━━━━━ QUOTED PASSAGE

Seq is the primary interface for the seq package. Seqs should be thought of as a stateless lazily computed collection of elements. Operations that force traversing or computation of the Seq are said to "execute" the Seq. As a rule of thumb any method that returns a Slice will execute that part of the Seq. For example, seq.Take(7) executes the first 7 elements and returns them in a Slice, and the rest of the Seq is untouched and returned as a tail Seq. Any method that executes the Seq must document it explicitly.

Seq implementations that are not stateless or lazy must explicitly document that they are stateful and/or eager.

func ChanOf 

func ChanOf[T any](ch chan T) Seq[T]

ChanOf returns a Seq that reads a channel until it is closed.

func ConcatOf 

func ConcatOf[T any](seqs ...Seq[T]) Seq[T]

ConcatOf wraps a collection of seqs as one contiguous lazy seq. See also FlattenOf and PrependOf.

func Constant 

func Constant[T any](t T) Seq[T]

Constant returns an infinite Seq that repeats the same value.

func Empty 

func Empty[T any]() Seq[T]

Empty returns an empty seq

func ErrorOf 

func ErrorOf[T any](err error) Seq[T]

ErrorOf creates an "error sequence". An error sequence is empty and always returns itself. Calling Seq.First() returns an error Opt. If the error argument is nil or opt.ErrEmpty a non-error empty seq is returned.

func FlattenOf 

func FlattenOf[T any](seqs Seq[Seq[T]]) Seq[T]

FlattenOf returns a lazy Seq that steps through elements in a collection of seqs as though it was one big seq. See also ConcatOf and PrependOf.

func Go 

func Go[S, T any](seq Seq[S], numJobs int, task FuncMap[S, T]) Seq[T]

Go is like a parallelized eager version of MappingOf. It runs numJobs parallel goroutines of the task() function, and returns a Seq[T] that receives the results as they come in. This function returns immediately and the results are computed in the background.

If you just want to execute a Seq for the sake of triggering side effects you can use MapOf combined with the Do function.

func LimitOf added in v0.4.0 

func LimitOf[T any](seq Seq[T], limit int) Seq[T]

LimitOf returns a lazy seq with the first limit elements. Normally you would call the Limit(n) method on a seq, but there are cases where this function is the only option.

func MapOf 

func MapOf[K comparable, V any](m map[K]V) Seq[Tuple[K, V]]

MapOf returns a map cast as a Seq implemented by Map. If you need to explicitly use a Map then please use MapAs and call Map.Seq() when you need to use it as a Seq. The go compiler can not do the type inference required to use a Map as a Seq.

If you are looking for a way to convert a seq via a mapping operation please look at MappingOf.

━━━━━━━━━━

*STATED PROBLEM 1:*
From the seq package documentation, reproduce word for word the part that opens with the words containing "func LimitOf added" and closes with "Map as a Seq.".

━━━━━ RECORD EXCERPTS

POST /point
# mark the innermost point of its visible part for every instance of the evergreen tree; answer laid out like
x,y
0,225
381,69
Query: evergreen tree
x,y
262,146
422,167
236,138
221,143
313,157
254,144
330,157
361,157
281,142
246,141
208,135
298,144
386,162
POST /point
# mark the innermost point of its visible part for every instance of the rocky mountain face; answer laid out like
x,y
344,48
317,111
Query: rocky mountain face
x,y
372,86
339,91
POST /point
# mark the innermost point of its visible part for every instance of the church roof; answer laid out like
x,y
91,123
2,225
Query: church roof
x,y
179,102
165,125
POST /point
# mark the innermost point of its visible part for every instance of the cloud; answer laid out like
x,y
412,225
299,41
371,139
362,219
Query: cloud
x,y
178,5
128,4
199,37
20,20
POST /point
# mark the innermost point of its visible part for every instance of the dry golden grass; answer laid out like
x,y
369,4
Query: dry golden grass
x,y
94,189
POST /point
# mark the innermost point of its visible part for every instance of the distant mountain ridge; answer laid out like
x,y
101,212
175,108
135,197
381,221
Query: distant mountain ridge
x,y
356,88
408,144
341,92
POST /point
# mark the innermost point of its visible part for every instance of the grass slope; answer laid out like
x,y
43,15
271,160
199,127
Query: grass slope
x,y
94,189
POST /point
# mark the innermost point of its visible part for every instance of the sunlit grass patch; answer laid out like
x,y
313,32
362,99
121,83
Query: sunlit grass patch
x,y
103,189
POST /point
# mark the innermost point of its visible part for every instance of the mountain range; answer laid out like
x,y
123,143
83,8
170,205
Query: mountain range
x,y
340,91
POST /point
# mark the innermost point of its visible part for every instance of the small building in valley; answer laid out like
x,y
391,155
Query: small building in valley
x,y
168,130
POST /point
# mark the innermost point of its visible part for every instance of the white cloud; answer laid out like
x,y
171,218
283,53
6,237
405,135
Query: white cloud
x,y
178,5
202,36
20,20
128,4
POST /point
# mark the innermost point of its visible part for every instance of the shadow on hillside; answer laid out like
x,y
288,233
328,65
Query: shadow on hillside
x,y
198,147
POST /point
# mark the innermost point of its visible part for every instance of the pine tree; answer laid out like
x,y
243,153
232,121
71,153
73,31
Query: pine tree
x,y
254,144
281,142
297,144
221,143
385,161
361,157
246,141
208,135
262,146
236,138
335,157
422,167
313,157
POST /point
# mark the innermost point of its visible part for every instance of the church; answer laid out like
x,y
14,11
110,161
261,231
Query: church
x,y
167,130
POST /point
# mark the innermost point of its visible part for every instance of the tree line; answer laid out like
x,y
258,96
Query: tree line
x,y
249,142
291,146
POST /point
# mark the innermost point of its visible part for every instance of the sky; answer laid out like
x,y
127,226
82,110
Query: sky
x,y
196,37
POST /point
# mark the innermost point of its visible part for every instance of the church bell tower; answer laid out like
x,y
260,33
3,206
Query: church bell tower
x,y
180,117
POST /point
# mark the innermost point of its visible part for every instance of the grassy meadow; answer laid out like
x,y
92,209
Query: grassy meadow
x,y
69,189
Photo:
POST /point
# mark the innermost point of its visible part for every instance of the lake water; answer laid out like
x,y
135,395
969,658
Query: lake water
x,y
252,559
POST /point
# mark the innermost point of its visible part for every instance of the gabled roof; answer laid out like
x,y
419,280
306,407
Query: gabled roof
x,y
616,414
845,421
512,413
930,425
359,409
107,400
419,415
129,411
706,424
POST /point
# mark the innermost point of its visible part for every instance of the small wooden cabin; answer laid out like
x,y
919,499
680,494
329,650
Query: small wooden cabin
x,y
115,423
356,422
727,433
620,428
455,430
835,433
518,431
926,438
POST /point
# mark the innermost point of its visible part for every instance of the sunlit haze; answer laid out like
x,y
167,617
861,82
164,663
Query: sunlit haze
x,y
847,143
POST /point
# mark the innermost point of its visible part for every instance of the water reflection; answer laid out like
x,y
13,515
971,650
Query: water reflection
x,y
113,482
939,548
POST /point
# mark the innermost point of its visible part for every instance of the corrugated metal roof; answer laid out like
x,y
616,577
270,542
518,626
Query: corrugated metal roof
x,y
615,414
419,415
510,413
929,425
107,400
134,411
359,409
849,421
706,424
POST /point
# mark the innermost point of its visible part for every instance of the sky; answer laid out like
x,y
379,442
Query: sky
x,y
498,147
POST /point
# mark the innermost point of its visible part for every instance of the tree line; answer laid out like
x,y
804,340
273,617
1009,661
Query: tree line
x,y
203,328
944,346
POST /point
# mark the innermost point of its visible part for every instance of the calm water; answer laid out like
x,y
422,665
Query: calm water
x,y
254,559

━━━━━━━━━━
━━━━━ RECORD EXCERPTS

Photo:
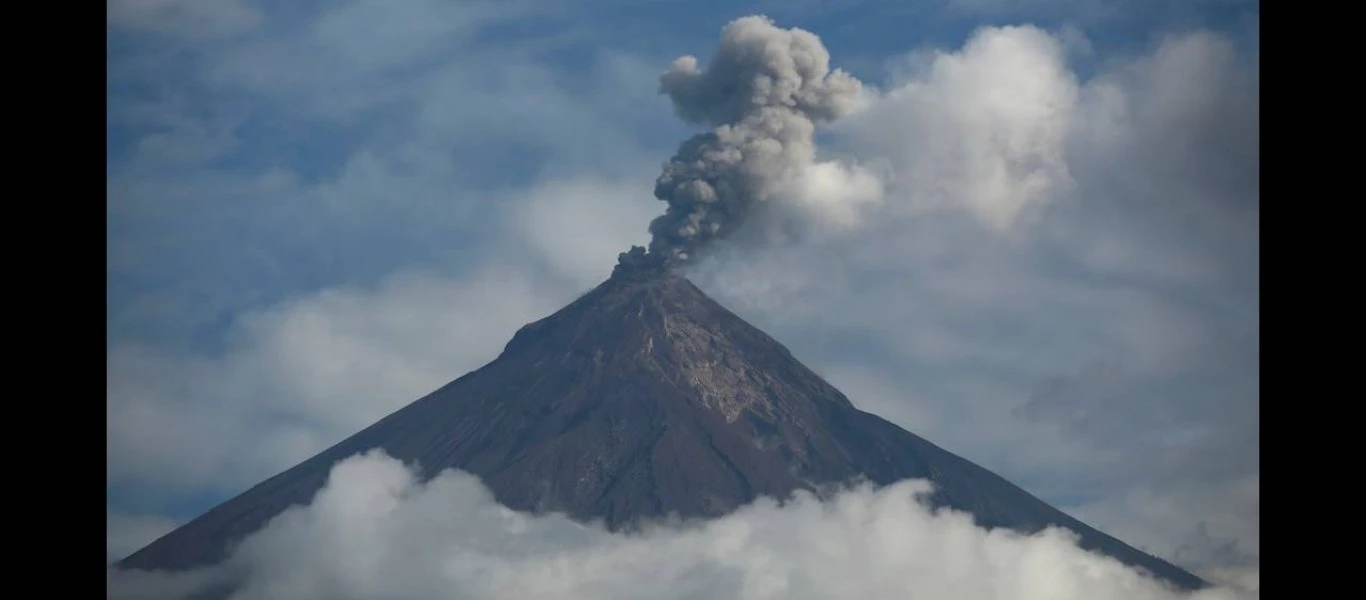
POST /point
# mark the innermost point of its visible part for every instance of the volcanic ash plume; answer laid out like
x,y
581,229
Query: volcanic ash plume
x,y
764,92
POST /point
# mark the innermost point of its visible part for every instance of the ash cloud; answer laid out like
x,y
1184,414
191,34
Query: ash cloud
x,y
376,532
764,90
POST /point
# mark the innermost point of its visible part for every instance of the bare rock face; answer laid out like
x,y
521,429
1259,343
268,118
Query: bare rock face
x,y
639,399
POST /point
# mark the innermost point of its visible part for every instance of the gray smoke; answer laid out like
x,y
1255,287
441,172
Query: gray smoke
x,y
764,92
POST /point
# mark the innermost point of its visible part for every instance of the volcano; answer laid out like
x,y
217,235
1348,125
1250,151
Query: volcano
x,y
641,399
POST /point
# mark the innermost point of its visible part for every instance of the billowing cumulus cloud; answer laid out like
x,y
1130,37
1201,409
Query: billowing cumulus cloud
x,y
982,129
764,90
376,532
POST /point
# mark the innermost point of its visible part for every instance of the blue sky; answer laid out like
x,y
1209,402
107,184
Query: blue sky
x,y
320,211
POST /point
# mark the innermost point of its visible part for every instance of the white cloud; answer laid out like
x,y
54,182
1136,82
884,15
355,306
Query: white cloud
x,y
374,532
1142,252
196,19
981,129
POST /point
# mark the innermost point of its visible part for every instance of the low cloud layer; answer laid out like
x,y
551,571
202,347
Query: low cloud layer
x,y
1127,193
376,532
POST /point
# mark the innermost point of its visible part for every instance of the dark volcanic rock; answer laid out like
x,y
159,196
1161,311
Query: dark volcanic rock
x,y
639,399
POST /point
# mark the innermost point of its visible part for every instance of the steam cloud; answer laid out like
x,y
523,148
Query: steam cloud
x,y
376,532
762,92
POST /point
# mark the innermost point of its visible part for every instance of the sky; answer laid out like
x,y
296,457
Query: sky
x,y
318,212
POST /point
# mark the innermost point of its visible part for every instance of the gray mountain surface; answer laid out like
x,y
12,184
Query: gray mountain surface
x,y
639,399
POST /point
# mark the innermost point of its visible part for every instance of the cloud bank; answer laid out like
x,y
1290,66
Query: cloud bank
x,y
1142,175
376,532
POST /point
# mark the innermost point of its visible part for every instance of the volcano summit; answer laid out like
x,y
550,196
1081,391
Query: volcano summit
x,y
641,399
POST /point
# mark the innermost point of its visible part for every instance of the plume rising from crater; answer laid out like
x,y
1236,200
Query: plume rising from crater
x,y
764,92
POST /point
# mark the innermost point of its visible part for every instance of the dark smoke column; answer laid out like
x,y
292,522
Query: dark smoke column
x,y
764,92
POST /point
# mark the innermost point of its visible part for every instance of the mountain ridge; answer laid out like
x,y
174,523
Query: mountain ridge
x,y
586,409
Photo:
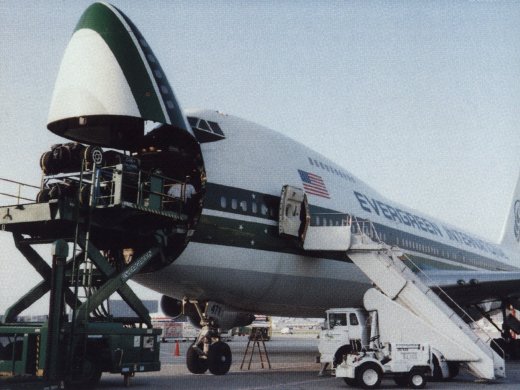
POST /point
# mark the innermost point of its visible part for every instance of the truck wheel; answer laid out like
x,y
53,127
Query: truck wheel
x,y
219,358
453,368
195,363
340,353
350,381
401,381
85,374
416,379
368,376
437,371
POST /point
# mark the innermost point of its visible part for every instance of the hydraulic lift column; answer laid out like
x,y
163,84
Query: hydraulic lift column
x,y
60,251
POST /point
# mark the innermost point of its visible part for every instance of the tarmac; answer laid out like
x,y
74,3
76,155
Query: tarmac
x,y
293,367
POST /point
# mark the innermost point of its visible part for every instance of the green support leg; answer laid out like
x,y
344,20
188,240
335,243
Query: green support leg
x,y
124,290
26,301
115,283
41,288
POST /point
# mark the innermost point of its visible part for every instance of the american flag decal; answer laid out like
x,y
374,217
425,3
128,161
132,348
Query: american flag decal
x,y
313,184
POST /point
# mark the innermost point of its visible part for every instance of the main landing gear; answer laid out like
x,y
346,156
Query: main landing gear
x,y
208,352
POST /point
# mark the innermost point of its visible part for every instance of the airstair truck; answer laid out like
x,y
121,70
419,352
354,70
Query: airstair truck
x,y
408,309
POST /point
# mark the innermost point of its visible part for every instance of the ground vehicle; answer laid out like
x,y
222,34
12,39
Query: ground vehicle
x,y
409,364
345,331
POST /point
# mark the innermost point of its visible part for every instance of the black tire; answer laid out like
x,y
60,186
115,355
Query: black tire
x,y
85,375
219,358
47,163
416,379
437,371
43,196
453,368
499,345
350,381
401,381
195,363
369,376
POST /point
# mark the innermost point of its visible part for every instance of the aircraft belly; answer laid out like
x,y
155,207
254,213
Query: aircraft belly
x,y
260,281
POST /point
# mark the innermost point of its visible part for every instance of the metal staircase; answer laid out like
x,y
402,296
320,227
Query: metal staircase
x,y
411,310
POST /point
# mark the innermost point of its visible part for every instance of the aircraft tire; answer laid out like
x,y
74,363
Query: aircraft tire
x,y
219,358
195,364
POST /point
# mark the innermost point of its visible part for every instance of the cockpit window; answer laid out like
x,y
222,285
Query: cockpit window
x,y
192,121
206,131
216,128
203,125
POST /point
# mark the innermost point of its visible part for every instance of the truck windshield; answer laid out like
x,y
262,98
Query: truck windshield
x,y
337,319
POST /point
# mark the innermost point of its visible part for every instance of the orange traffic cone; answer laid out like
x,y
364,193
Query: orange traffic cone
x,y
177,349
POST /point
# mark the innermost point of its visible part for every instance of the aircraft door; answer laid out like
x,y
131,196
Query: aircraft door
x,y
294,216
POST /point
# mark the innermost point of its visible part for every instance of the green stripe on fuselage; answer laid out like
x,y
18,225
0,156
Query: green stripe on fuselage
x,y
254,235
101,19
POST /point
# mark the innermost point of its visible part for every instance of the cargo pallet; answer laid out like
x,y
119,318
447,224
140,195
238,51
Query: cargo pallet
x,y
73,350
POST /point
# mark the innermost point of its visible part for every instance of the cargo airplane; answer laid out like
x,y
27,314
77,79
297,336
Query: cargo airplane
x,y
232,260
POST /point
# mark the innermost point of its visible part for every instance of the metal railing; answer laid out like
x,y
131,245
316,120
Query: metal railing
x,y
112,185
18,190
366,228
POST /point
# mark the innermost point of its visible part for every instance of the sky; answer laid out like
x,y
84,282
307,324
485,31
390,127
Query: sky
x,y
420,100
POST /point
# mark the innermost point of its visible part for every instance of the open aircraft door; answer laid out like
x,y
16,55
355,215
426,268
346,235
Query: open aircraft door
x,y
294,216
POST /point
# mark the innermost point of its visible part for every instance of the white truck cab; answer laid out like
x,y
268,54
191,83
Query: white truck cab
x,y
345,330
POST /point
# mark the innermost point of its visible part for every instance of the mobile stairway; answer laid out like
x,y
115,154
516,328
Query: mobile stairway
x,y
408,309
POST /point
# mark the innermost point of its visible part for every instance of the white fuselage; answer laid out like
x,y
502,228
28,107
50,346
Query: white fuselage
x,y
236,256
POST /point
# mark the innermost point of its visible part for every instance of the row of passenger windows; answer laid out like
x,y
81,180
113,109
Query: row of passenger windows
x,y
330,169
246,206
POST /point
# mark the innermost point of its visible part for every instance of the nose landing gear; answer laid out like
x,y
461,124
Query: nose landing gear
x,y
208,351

━━━━━━━━━━

*STATED PROBLEM 2:*
Gather every line in the entries that contains the word "valley".

*ANSWER 1:*
func LimitOf added in v0.4.0 

func LimitOf[T any](seq Seq[T], limit int) Seq[T]

LimitOf returns a lazy seq with the first limit elements. Normally you would call the Limit(n) method on a seq, but there are cases where this function is the only option.

func MapOf 

func MapOf[K comparable, V any](m map[K]V) Seq[Tuple[K, V]]

MapOf returns a map cast as a Seq implemented by Map. If you need to explicitly use a Map then please use MapAs and call Map.Seq() when you need to use it as a Seq. The go compiler can not do the type inference required to use a Map as a Seq.

*ANSWER 2:*
# mark the innermost point of its visible part for every instance of the small building in valley; answer laid out like
Query: small building in valley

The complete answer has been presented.